*TASK REQUIREMENTS*
Rewrite the entries below with every "pixel coordinates" changed to "pixel positions" and nothing else altered. Omit the pictures from your version.

*Image annotation data*
== == ==

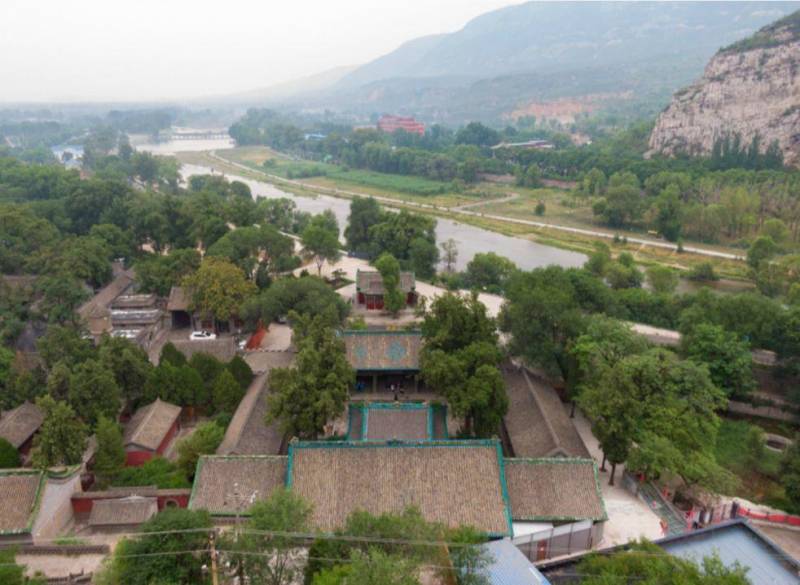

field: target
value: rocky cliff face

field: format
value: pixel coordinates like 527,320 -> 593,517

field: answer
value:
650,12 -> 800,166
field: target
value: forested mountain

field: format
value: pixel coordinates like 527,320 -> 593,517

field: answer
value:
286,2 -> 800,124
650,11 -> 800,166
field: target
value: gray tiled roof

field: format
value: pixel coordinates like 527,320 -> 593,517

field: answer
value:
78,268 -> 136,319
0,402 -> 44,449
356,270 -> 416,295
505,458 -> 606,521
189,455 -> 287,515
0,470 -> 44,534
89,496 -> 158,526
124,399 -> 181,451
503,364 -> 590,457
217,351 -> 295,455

== == ==

*SOLUTION TO THE PROBLEM*
field: target
value: rocky cliff face

field: format
value: pixel positions like 527,320 -> 593,517

field: answer
value:
650,12 -> 800,166
field: target
value: forested mountain

field: format
value: pixel positions like 527,320 -> 593,517

field: answer
value:
286,2 -> 800,124
650,11 -> 800,166
field: target
value: gray tiled roof

field: format
value: pixel positions like 527,320 -> 593,517

field: answer
value:
78,268 -> 136,319
0,402 -> 44,449
356,270 -> 416,295
505,458 -> 606,521
189,455 -> 287,515
0,470 -> 44,534
89,496 -> 158,526
124,399 -> 181,451
503,364 -> 590,457
217,351 -> 295,455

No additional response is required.